## EXERCISE DETAILS
Rewrite each of the entries below with every occurrence of "Trace the outline" replaced by "Draw the boundary", leaving all other text unchanged. Leave the pictures out of your answer.

(Data items)
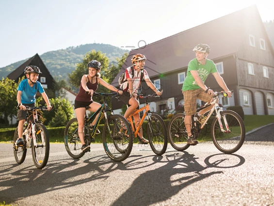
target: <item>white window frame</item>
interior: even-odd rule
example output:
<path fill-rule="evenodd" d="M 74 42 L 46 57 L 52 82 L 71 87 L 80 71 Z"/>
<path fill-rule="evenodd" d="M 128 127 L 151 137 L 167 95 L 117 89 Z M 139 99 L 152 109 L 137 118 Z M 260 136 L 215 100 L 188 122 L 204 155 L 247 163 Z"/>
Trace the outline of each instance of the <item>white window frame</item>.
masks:
<path fill-rule="evenodd" d="M 243 99 L 243 105 L 244 106 L 250 106 L 249 104 L 249 94 L 247 92 L 243 92 L 242 94 Z M 245 98 L 245 97 L 246 97 Z M 246 99 L 247 103 L 245 103 L 245 99 Z"/>
<path fill-rule="evenodd" d="M 217 69 L 217 70 L 218 70 L 219 74 L 224 74 L 224 64 L 223 64 L 223 61 L 222 61 L 221 62 L 217 63 L 215 64 L 215 65 L 216 65 L 216 68 L 217 68 L 217 66 L 221 65 L 221 69 L 222 69 L 222 71 L 219 71 L 219 70 L 218 70 L 218 69 Z"/>
<path fill-rule="evenodd" d="M 253 65 L 253 64 L 252 63 L 248 63 L 247 65 L 247 67 L 248 68 L 248 74 L 251 75 L 255 75 L 255 74 L 254 74 L 254 65 Z M 251 67 L 250 68 L 251 69 L 251 71 L 249 70 L 249 66 Z M 250 72 L 251 73 L 250 73 Z"/>
<path fill-rule="evenodd" d="M 224 103 L 224 103 L 224 99 L 226 99 L 226 101 L 227 102 L 227 104 L 224 104 Z M 223 106 L 229 106 L 229 100 L 228 99 L 228 97 L 222 97 L 222 105 L 223 105 Z"/>
<path fill-rule="evenodd" d="M 41 76 L 40 77 L 40 81 L 41 83 L 46 83 L 46 77 L 44 76 Z"/>
<path fill-rule="evenodd" d="M 260 48 L 263 50 L 265 50 L 265 41 L 263 39 L 260 39 Z"/>
<path fill-rule="evenodd" d="M 159 82 L 159 83 L 157 82 Z M 161 82 L 160 79 L 155 79 L 153 81 L 153 83 L 154 84 L 154 86 L 155 86 L 155 87 L 157 89 L 160 89 L 160 88 L 161 88 Z"/>
<path fill-rule="evenodd" d="M 268 68 L 267 67 L 263 66 L 262 71 L 263 73 L 263 77 L 265 78 L 269 78 L 268 76 Z"/>
<path fill-rule="evenodd" d="M 180 76 L 181 75 L 182 75 L 183 76 L 184 76 L 184 81 L 183 81 L 182 82 L 180 81 Z M 178 85 L 180 85 L 181 84 L 183 84 L 184 83 L 184 82 L 185 81 L 185 79 L 186 79 L 186 73 L 185 72 L 182 72 L 182 73 L 179 73 L 178 74 Z"/>
<path fill-rule="evenodd" d="M 253 40 L 254 44 L 252 43 L 252 41 L 251 40 Z M 249 45 L 251 46 L 254 46 L 254 47 L 256 47 L 255 45 L 255 37 L 251 34 L 249 34 Z"/>
<path fill-rule="evenodd" d="M 273 108 L 273 106 L 272 105 L 272 101 L 271 101 L 271 97 L 270 96 L 267 95 L 266 96 L 266 102 L 267 103 L 267 107 L 268 108 Z"/>

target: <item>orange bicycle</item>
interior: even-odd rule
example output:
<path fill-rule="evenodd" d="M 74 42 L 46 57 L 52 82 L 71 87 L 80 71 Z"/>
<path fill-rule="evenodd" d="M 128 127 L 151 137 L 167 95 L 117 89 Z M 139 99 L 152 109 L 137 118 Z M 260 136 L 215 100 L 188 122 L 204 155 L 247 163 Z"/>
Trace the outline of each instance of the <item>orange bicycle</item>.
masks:
<path fill-rule="evenodd" d="M 157 155 L 161 155 L 165 152 L 167 147 L 167 132 L 166 127 L 163 119 L 159 115 L 150 111 L 148 99 L 159 97 L 156 93 L 152 95 L 143 96 L 138 94 L 139 99 L 145 99 L 145 105 L 143 107 L 136 110 L 132 114 L 128 120 L 131 125 L 134 137 L 138 136 L 138 132 L 141 129 L 145 118 L 147 120 L 147 138 L 149 145 L 152 151 Z M 135 128 L 133 123 L 133 117 L 142 111 L 145 111 L 145 114 L 141 119 L 140 124 Z"/>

## RESPONSE TO THE EXERCISE
target: <item>white window frame</item>
interior: even-odd rule
example output:
<path fill-rule="evenodd" d="M 74 42 L 46 57 L 52 82 L 71 87 L 80 71 Z"/>
<path fill-rule="evenodd" d="M 128 127 L 151 137 L 167 95 L 117 89 Z M 139 99 L 152 109 L 137 118 Z M 260 136 L 215 100 L 188 122 L 204 155 L 247 163 Z"/>
Draw the boundary of each instance of the <item>white window frame</item>.
masks:
<path fill-rule="evenodd" d="M 243 99 L 243 105 L 244 106 L 250 106 L 249 104 L 249 94 L 247 92 L 243 92 L 242 94 Z M 245 98 L 245 97 L 246 97 Z M 246 99 L 247 103 L 245 103 L 245 99 Z"/>
<path fill-rule="evenodd" d="M 217 69 L 217 70 L 218 70 L 219 74 L 224 74 L 224 64 L 223 64 L 223 61 L 222 61 L 221 62 L 217 63 L 215 64 L 215 65 L 216 65 L 216 68 L 217 68 L 217 66 L 221 65 L 221 69 L 222 69 L 222 71 L 219 71 L 219 70 L 218 70 L 218 69 Z"/>
<path fill-rule="evenodd" d="M 253 65 L 253 64 L 252 63 L 248 63 L 247 65 L 247 67 L 248 68 L 248 74 L 251 75 L 255 75 L 255 74 L 254 74 L 254 65 Z M 251 67 L 250 68 L 251 69 L 251 71 L 249 70 L 249 66 Z M 250 72 L 251 73 L 250 73 Z"/>
<path fill-rule="evenodd" d="M 224 103 L 224 103 L 224 99 L 226 99 L 226 101 L 227 102 L 227 104 L 224 104 Z M 223 106 L 229 106 L 229 100 L 228 99 L 228 97 L 222 97 L 222 105 L 223 105 Z"/>
<path fill-rule="evenodd" d="M 41 76 L 40 77 L 40 81 L 41 83 L 46 83 L 46 77 L 44 76 Z"/>
<path fill-rule="evenodd" d="M 260 48 L 263 50 L 265 50 L 265 41 L 263 39 L 260 39 Z"/>
<path fill-rule="evenodd" d="M 159 82 L 159 83 L 157 82 Z M 161 82 L 160 79 L 155 79 L 153 81 L 153 83 L 154 84 L 154 86 L 155 86 L 155 87 L 157 89 L 160 89 L 160 88 L 161 88 Z"/>
<path fill-rule="evenodd" d="M 268 68 L 267 67 L 263 66 L 262 71 L 263 73 L 263 77 L 265 78 L 269 78 L 268 76 Z"/>
<path fill-rule="evenodd" d="M 180 76 L 181 75 L 182 75 L 183 76 L 184 76 L 184 81 L 183 81 L 182 82 L 180 81 Z M 178 85 L 180 85 L 181 84 L 183 84 L 184 83 L 184 82 L 185 81 L 185 79 L 186 79 L 186 73 L 185 72 L 182 72 L 182 73 L 179 73 L 178 74 Z"/>
<path fill-rule="evenodd" d="M 253 40 L 254 44 L 252 43 L 252 41 L 251 40 Z M 249 45 L 251 46 L 254 46 L 254 47 L 256 47 L 255 45 L 255 37 L 251 34 L 249 34 Z"/>
<path fill-rule="evenodd" d="M 273 108 L 273 106 L 272 105 L 272 101 L 271 101 L 271 97 L 270 96 L 267 95 L 266 96 L 266 102 L 267 103 L 267 107 L 268 108 Z"/>

target: <item>orange bicycle</item>
interior: even-odd rule
example output:
<path fill-rule="evenodd" d="M 74 42 L 46 57 L 52 82 L 71 87 L 80 71 Z"/>
<path fill-rule="evenodd" d="M 128 127 L 151 137 L 167 95 L 117 89 Z M 139 99 L 152 109 L 137 118 Z M 260 136 L 215 100 L 188 122 L 204 155 L 247 163 Z"/>
Draw the boundary of each instance of the <item>orange bicycle</item>.
masks:
<path fill-rule="evenodd" d="M 157 155 L 161 155 L 165 152 L 167 147 L 167 132 L 166 127 L 163 119 L 159 115 L 150 111 L 148 99 L 159 97 L 156 93 L 152 95 L 143 96 L 138 94 L 139 99 L 145 99 L 145 105 L 143 107 L 136 110 L 132 114 L 128 120 L 131 125 L 134 137 L 138 136 L 138 132 L 141 129 L 145 118 L 147 120 L 147 138 L 149 145 L 152 151 Z M 135 128 L 133 123 L 133 117 L 142 111 L 145 111 L 145 114 L 141 119 L 140 124 Z"/>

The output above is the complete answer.